Task goal:
Count the lines in the listing below that contain the string "photo", matching case exactly. Reply with the number alone.

Coordinate annotation listing:

________________

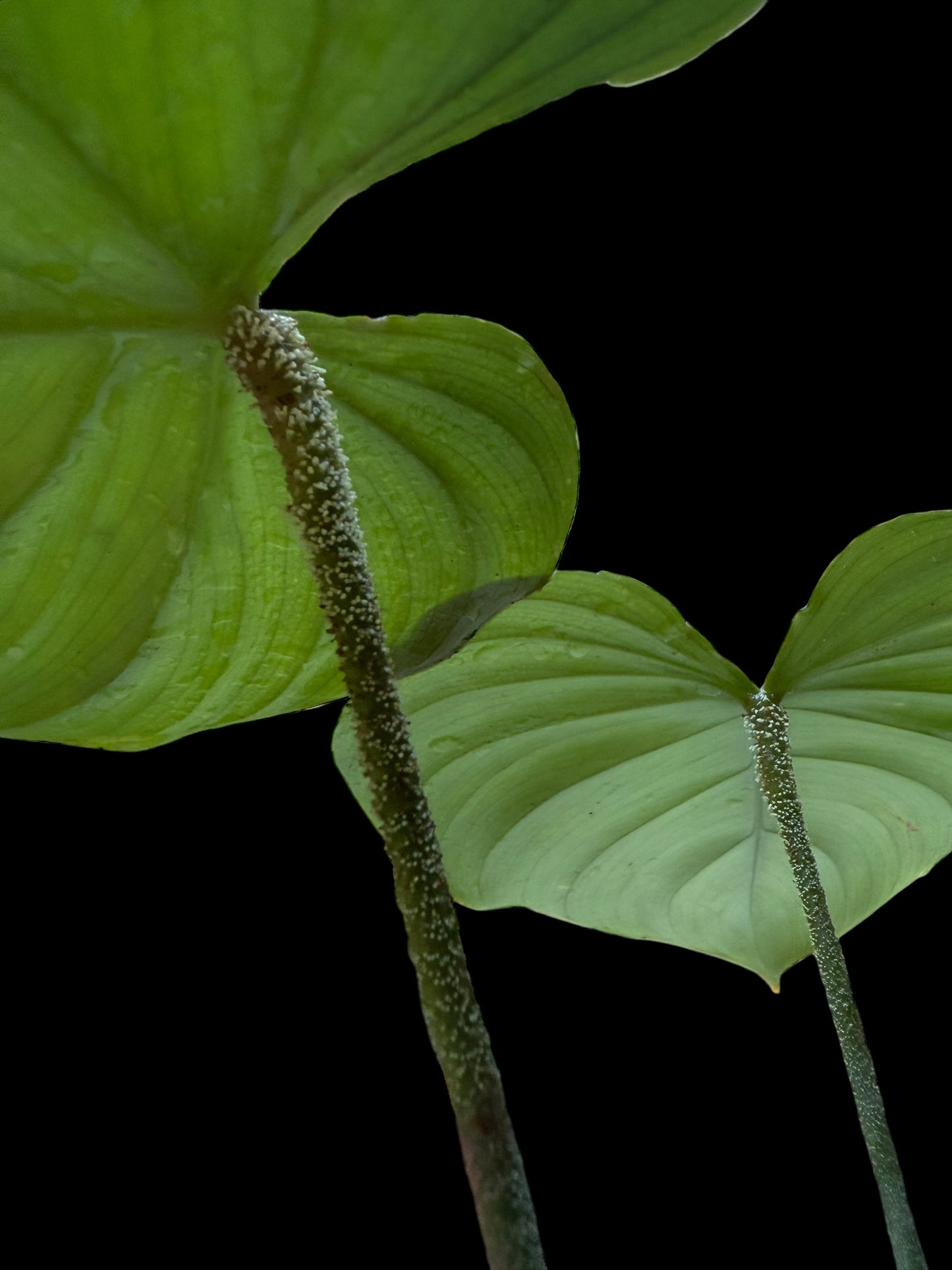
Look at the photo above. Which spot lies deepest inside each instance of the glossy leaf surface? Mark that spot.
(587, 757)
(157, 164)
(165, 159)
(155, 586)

________________

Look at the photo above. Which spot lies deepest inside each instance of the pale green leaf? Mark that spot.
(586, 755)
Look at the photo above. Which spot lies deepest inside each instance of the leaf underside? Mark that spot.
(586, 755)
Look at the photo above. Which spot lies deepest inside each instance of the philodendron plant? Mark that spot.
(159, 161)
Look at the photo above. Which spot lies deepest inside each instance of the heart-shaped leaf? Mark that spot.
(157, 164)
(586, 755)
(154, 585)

________________

Result below:
5